» **PROBLEM DESCRIPTION**
In the material below, find the line containing "Can you see the sheep" and the line containing "Can you see the wooden", then reproduce exactly both of them and every line between, and nothing else.

····················

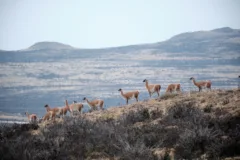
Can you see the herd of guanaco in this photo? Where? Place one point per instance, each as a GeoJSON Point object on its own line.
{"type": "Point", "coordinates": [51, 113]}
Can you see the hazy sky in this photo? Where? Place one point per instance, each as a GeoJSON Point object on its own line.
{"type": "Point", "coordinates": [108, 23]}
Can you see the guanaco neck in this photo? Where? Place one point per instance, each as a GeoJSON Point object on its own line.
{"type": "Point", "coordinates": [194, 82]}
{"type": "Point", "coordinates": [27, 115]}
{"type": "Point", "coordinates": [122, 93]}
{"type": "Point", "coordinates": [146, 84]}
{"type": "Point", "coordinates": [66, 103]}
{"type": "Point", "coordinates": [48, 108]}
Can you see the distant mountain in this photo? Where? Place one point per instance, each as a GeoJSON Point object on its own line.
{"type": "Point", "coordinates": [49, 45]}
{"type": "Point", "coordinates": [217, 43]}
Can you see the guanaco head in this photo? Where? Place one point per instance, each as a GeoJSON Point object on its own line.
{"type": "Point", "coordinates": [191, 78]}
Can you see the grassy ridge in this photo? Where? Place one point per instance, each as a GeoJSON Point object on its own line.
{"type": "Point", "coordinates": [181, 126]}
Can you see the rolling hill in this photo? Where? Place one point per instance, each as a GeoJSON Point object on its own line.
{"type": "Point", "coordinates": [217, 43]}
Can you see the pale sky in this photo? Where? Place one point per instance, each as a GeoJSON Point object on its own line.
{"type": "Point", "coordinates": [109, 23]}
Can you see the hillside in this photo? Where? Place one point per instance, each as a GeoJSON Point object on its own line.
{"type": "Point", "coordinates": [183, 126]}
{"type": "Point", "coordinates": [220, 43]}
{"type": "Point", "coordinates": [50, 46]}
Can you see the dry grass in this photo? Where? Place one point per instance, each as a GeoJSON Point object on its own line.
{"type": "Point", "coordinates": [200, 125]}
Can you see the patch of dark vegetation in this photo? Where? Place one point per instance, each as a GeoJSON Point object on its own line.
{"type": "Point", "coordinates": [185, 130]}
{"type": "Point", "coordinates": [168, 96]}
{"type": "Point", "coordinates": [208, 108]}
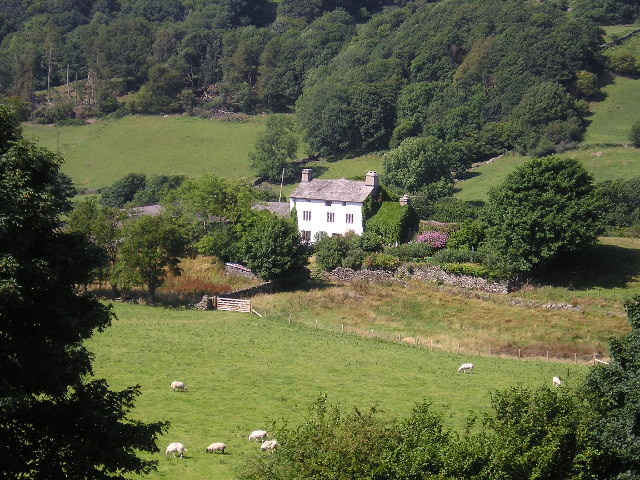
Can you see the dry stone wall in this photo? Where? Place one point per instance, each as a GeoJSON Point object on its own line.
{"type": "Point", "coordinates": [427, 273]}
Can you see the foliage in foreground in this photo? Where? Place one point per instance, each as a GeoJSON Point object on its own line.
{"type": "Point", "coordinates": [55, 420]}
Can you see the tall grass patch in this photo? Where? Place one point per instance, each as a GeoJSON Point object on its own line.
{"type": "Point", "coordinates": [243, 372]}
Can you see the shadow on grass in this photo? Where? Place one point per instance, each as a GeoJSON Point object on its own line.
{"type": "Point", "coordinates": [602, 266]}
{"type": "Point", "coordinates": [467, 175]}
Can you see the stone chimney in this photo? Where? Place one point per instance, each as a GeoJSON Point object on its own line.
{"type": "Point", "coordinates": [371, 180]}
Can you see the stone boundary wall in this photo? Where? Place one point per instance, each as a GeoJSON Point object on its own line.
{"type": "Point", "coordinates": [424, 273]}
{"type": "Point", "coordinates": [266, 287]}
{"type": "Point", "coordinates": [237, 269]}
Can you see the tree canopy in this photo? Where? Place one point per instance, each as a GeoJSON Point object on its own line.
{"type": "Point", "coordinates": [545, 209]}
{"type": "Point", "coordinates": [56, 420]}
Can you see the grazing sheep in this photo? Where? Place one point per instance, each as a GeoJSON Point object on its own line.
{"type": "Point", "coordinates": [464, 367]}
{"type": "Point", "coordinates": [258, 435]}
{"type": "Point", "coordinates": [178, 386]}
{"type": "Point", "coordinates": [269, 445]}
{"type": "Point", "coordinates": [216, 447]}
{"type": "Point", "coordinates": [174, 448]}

····················

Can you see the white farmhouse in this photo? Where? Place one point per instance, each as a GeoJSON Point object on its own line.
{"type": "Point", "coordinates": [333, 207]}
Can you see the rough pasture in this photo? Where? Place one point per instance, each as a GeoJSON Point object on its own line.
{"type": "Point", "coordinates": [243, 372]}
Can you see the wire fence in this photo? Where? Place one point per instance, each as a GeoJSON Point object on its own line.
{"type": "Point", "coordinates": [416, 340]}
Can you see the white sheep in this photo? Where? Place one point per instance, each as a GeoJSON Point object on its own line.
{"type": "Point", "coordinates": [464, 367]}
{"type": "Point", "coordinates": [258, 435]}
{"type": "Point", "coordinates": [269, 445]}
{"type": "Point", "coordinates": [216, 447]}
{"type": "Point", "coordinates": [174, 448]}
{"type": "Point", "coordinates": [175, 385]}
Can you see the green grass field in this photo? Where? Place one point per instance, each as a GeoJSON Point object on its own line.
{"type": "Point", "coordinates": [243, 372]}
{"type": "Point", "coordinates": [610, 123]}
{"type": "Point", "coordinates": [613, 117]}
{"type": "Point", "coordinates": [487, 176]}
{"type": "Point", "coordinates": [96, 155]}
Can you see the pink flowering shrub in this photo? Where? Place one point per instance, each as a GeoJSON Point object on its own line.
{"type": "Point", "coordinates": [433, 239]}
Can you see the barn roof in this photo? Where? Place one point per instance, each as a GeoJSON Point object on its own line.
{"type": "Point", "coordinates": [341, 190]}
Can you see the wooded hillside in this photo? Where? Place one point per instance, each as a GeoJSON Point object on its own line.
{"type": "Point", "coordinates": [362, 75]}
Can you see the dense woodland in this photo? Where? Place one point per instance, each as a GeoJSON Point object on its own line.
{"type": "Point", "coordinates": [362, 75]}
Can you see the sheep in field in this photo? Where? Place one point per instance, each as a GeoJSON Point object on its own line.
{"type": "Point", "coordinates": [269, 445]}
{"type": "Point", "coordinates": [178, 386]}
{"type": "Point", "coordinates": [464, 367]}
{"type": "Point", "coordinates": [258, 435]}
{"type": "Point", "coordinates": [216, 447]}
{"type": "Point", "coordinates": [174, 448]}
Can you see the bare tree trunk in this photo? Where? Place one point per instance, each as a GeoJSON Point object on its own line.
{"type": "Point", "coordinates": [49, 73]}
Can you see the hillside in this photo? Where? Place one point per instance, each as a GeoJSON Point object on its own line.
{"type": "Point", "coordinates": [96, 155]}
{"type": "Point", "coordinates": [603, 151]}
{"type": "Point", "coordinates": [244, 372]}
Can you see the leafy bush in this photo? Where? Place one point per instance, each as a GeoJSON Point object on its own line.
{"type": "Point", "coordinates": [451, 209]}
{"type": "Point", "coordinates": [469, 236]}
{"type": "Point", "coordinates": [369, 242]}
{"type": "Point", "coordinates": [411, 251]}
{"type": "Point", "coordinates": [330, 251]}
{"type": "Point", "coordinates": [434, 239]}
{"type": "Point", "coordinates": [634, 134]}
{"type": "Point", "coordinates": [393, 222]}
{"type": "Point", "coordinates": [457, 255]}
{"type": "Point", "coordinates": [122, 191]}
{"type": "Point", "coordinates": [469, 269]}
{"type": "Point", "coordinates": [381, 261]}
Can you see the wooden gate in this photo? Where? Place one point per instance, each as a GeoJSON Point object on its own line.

····················

» **OUTPUT**
Can you see the sheep in field in this photo? Where? Place one point per instance, each as a GeoJSON Point object on its own line.
{"type": "Point", "coordinates": [269, 445]}
{"type": "Point", "coordinates": [178, 386]}
{"type": "Point", "coordinates": [464, 367]}
{"type": "Point", "coordinates": [258, 435]}
{"type": "Point", "coordinates": [216, 447]}
{"type": "Point", "coordinates": [174, 448]}
Can you see the bare tree trunk in this photo? Where? Place one point per instance, each as a GeoJSON Point object on its own line.
{"type": "Point", "coordinates": [49, 73]}
Can you see the hillside in this photo? Where? Place one point per instance, each as a GeoJSON Point object on its own line.
{"type": "Point", "coordinates": [96, 155]}
{"type": "Point", "coordinates": [603, 151]}
{"type": "Point", "coordinates": [244, 372]}
Can you see the leafy bush in this photo? Where? Place one point per instance, each as a GeoJSON Point object on its own line.
{"type": "Point", "coordinates": [451, 209]}
{"type": "Point", "coordinates": [469, 236]}
{"type": "Point", "coordinates": [369, 242]}
{"type": "Point", "coordinates": [411, 251]}
{"type": "Point", "coordinates": [330, 251]}
{"type": "Point", "coordinates": [434, 239]}
{"type": "Point", "coordinates": [634, 134]}
{"type": "Point", "coordinates": [393, 222]}
{"type": "Point", "coordinates": [457, 255]}
{"type": "Point", "coordinates": [122, 191]}
{"type": "Point", "coordinates": [469, 269]}
{"type": "Point", "coordinates": [381, 261]}
Can you see the wooden gate in this photo? Where? Place one point per instance, each as a GeoJSON Point object on its own line.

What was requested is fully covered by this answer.